Provided data section start

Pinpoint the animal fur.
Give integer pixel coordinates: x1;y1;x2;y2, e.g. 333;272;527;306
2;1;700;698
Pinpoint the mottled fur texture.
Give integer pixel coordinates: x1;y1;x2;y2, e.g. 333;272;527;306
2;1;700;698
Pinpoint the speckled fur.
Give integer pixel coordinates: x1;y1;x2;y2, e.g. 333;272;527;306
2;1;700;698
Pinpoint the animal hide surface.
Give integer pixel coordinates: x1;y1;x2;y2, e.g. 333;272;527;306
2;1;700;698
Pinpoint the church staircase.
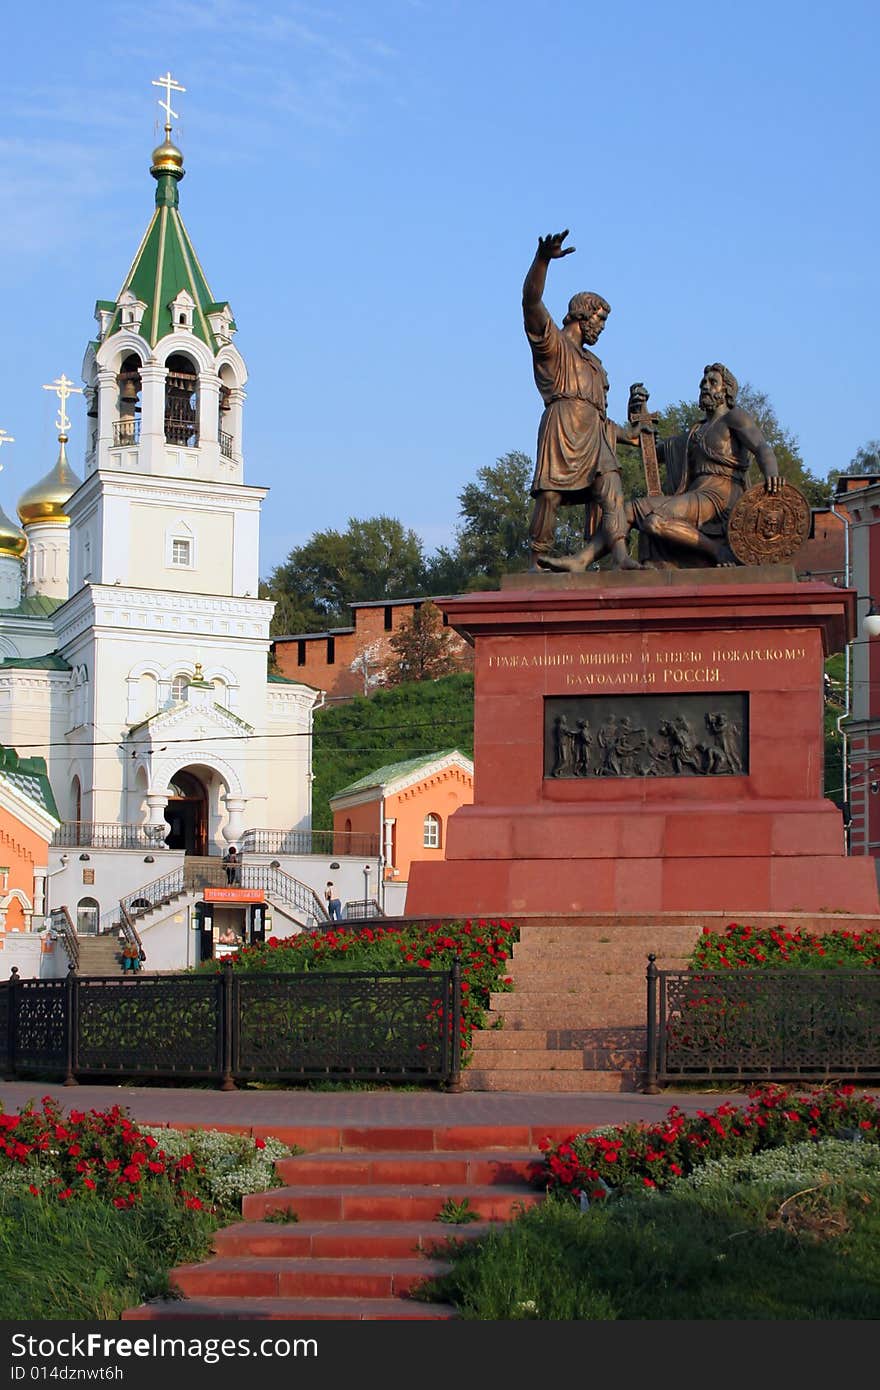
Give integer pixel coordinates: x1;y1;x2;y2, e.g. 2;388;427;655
75;933;123;976
121;1120;560;1321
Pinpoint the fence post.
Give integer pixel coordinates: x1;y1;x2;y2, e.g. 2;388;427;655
4;967;18;1080
219;957;237;1091
644;954;660;1094
63;965;78;1087
446;959;462;1092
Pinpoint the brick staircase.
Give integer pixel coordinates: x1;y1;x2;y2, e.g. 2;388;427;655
462;917;701;1093
121;1121;565;1321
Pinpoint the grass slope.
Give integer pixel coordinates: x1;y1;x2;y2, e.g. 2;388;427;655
312;673;474;830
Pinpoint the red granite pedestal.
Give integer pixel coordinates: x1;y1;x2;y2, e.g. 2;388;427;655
405;567;880;919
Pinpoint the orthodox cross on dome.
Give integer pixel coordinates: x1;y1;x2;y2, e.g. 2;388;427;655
152;71;186;134
0;429;13;471
42;374;83;436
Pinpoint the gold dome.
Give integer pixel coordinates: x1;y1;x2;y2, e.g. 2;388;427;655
0;504;26;557
150;136;184;176
17;436;82;527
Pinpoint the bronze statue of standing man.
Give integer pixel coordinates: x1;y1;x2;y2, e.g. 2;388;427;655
523;230;641;570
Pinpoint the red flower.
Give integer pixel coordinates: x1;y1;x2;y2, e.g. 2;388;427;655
185;1197;204;1210
254;1138;266;1149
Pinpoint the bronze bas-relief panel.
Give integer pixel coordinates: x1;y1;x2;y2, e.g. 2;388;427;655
544;693;749;779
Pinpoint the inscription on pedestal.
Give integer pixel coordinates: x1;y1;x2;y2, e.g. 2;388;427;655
544;693;749;779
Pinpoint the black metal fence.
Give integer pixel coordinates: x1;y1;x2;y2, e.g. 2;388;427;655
645;956;880;1090
0;962;462;1090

Provided data section end

_To do:_ In case the records contain pictures, keep those out and repeat the rest exactly.

_Solution to the problem:_
Pinpoint the animal fur.
Give integer pixel coordinates: x1;y1;x2;y2, e.g. 333;272;527;306
2;1;700;698
Pinpoint the mottled fur texture.
Give integer pixel coordinates: x1;y1;x2;y2, e.g. 333;272;527;306
2;1;700;698
Pinpoint the speckled fur.
Give integer pixel coordinates: x1;y1;x2;y2, e.g. 333;272;527;306
2;1;700;698
Pinpoint the animal hide surface.
Give integer pixel coordinates: x1;y1;x2;y2, e.g. 333;272;527;306
2;1;700;698
Pinpoint the church staircase.
Give integer pixel coordinates: x1;y1;x2;y2, e.g. 2;388;427;655
75;933;123;976
121;1120;560;1321
Pinpoint the fence post.
Give integer pixel coordinates: x1;y1;x2;y2, e.g. 2;388;427;655
4;967;18;1080
219;957;237;1091
644;954;660;1094
63;965;78;1087
446;959;462;1092
Pinpoint the brick staircase.
Give integer pixel coordinates: x1;y1;x2;y2, e.g. 2;388;427;655
462;917;701;1093
121;1121;565;1321
Pinpoint the grass slope.
Give integer pixel coordinates: x1;y1;x2;y2, e.g. 2;388;427;655
312;673;474;830
Pinpoint the red granite pedestal.
Give integer pixel coordinates: x1;y1;x2;y2, e.g. 2;388;427;655
405;567;880;919
Pinpoint the orthodox cross on dome.
Give integer pixel coordinates: x1;y1;x2;y2, e.g. 2;388;427;655
152;71;186;134
0;429;13;471
42;374;83;436
Pinpoint the gold dome.
Give integer pixel coordinates: x1;y1;x2;y2, e.g. 2;388;427;655
0;504;26;557
150;136;184;176
17;436;82;527
Pinpoint the bronze statue of standing man.
Give integer pixel coordinates: x1;y1;x2;y2, e.g. 2;388;427;655
523;230;641;570
Pinpoint the red flower.
Give integer pixel coordinates: x1;y1;x2;y2, e.g. 2;388;427;655
185;1197;204;1210
254;1138;266;1149
Pinpoint the bronze bas-relief panel.
Give integer pixel coordinates: x1;y1;x2;y2, e.g. 2;388;427;655
544;693;749;779
Pinpoint the inscription on pedestal.
Give integer pixel coordinates: x1;y1;x2;y2, e.g. 2;388;427;655
544;693;749;779
Pinpoint the black metal fence.
Give integer pixel coordinates: x1;y1;x2;y2, e.g. 2;388;427;655
645;956;880;1090
0;962;462;1090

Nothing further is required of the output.